Referring expression data:
---*---

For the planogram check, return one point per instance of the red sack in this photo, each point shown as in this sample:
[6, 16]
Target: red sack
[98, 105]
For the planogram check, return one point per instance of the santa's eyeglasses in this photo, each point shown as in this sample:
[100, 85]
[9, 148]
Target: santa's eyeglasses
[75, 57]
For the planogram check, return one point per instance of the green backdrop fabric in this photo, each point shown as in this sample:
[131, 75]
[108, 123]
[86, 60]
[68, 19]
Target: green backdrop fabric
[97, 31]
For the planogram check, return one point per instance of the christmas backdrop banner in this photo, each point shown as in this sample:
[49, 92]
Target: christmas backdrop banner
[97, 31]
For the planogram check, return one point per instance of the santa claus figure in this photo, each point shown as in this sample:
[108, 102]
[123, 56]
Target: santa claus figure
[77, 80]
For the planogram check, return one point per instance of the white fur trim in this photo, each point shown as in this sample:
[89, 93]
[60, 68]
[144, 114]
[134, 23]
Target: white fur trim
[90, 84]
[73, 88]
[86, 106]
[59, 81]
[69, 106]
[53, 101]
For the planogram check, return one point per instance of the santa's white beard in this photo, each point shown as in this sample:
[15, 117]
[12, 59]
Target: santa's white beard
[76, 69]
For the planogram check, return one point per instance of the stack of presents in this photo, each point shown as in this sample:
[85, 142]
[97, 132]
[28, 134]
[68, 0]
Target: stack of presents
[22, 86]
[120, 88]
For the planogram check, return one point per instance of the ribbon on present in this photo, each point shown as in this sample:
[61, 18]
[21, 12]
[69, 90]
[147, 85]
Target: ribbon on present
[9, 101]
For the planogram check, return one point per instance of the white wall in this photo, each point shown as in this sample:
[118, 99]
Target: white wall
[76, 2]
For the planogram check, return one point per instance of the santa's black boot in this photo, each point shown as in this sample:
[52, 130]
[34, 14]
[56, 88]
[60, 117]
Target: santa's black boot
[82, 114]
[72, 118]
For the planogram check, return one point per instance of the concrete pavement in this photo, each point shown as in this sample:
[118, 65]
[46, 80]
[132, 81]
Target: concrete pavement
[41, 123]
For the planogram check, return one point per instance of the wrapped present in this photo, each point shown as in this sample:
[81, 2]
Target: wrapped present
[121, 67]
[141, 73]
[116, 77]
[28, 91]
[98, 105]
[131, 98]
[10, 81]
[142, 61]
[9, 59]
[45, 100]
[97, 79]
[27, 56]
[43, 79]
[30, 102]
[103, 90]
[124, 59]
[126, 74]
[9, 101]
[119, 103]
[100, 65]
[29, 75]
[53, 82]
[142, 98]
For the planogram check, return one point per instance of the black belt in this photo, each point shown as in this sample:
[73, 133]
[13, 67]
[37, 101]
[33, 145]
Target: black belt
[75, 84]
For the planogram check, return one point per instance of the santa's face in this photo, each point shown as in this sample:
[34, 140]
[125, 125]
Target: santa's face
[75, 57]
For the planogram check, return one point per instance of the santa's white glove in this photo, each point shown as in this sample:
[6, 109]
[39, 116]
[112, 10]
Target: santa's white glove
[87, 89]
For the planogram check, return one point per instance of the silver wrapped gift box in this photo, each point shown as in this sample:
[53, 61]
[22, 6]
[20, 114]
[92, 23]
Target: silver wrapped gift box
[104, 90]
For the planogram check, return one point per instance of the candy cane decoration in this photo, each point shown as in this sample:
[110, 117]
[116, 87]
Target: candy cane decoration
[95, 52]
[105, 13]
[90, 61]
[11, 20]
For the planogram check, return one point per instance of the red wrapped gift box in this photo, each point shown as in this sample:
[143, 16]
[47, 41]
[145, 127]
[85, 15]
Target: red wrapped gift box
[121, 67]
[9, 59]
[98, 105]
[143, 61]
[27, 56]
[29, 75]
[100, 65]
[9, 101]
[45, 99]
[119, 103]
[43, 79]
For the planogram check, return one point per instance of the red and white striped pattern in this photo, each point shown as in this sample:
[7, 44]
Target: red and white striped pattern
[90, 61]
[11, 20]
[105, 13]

---*---

> REQUIRED ACTION
The full data, repeated exactly, is the only acceptable output.

> TASK RESULT
For the planogram check, return one point per instance of the red sack in this photo, each point shown as in this sample:
[6, 16]
Target: red sack
[98, 105]
For the planogram check, return one point per instance of the santa's eyeglasses in this photo, each point shown as in this sample:
[100, 85]
[9, 148]
Target: santa's eyeglasses
[75, 57]
For the planogram check, return one point per instance of the green backdrop fabric in this photo, each point shown as in this sample:
[131, 75]
[108, 123]
[86, 60]
[68, 19]
Target: green backdrop fabric
[97, 31]
For the planogram check, return one point per instance of the christmas backdrop banner in this photo, each point shown as in this sample:
[49, 92]
Target: christmas backdrop banner
[97, 31]
For the planogram check, return one point per instance of the santa claus figure in this photo, each point shown as in this sample:
[108, 102]
[123, 56]
Target: santa claus figure
[77, 80]
For the planogram check, return one point per instance of the white fur trim in this photo, each point shown as in this sample:
[89, 93]
[60, 68]
[144, 114]
[134, 23]
Target: white fur trim
[90, 84]
[73, 88]
[86, 106]
[59, 81]
[69, 106]
[53, 101]
For the planogram check, return one point per instance of the santa's white beard in this photo, each point shown as in this sample:
[15, 117]
[12, 59]
Target: santa's white beard
[76, 69]
For the planogram check, return one point per instance of the stack of presents in this photo, each point shown as in this sample:
[85, 142]
[97, 132]
[28, 134]
[68, 0]
Target: stack of presents
[22, 86]
[120, 88]
For the planogram check, return one point per instance of the ribbon on present in this photo, each point shown as in this sample:
[61, 18]
[21, 12]
[69, 90]
[147, 85]
Target: ribbon on present
[9, 101]
For the planogram check, return one point per instance of the white wall in this photo, each point shown as in this sample:
[118, 99]
Target: white wall
[76, 2]
For the planogram check, return one point per instance of the santa's black boot in this photo, each point shown as in this sample:
[52, 130]
[34, 14]
[56, 88]
[60, 117]
Target: santa's black boot
[82, 114]
[72, 118]
For the planogram check, return one point per instance of the concrete pavement in this photo, each point shown as in this sample:
[118, 65]
[46, 80]
[132, 81]
Target: concrete pavement
[41, 123]
For the planogram check, return one point per instance of the wrapped present in this photo, each point shown as in this sample:
[81, 2]
Target: wrapped present
[121, 67]
[141, 73]
[116, 77]
[28, 91]
[98, 105]
[131, 98]
[10, 81]
[142, 61]
[9, 59]
[45, 100]
[97, 79]
[27, 56]
[43, 79]
[30, 102]
[103, 90]
[124, 59]
[126, 74]
[9, 101]
[119, 103]
[100, 65]
[29, 75]
[53, 82]
[142, 98]
For the planogram check, return one point per instance of the black belt in this photo, each point shown as in this sample:
[73, 133]
[13, 67]
[37, 101]
[33, 145]
Target: black belt
[75, 84]
For the planogram check, return one point per instance of the santa's face in this photo, each point shown as in this sample:
[34, 140]
[125, 125]
Target: santa's face
[75, 57]
For the planogram check, return one point per instance of the santa's white glove in this photo, each point shown as in this sample:
[6, 109]
[39, 116]
[112, 10]
Target: santa's white glove
[87, 89]
For the planogram check, return one point per instance of the silver wrapped gift box in this photo, each point shown as in this sample:
[53, 61]
[22, 6]
[20, 114]
[92, 23]
Target: silver wrapped gift box
[104, 90]
For the planogram check, return one point per instance of the candy cane decoration in this photo, each point shown as in this sample:
[110, 117]
[116, 87]
Target: candy cane decoration
[95, 52]
[105, 13]
[90, 61]
[11, 20]
For the planogram check, return one point per instance of the red wrapped gift box in this photo, each point shown as in this sample:
[143, 16]
[47, 41]
[145, 127]
[85, 15]
Target: red wrapped gift box
[121, 67]
[9, 59]
[98, 105]
[143, 61]
[27, 56]
[29, 75]
[100, 65]
[9, 101]
[45, 99]
[119, 103]
[43, 79]
For the planogram check, return one point per instance of the red and white striped pattern in this photo, each point shown as in this sample:
[7, 44]
Target: red and white striped pattern
[90, 61]
[11, 20]
[105, 13]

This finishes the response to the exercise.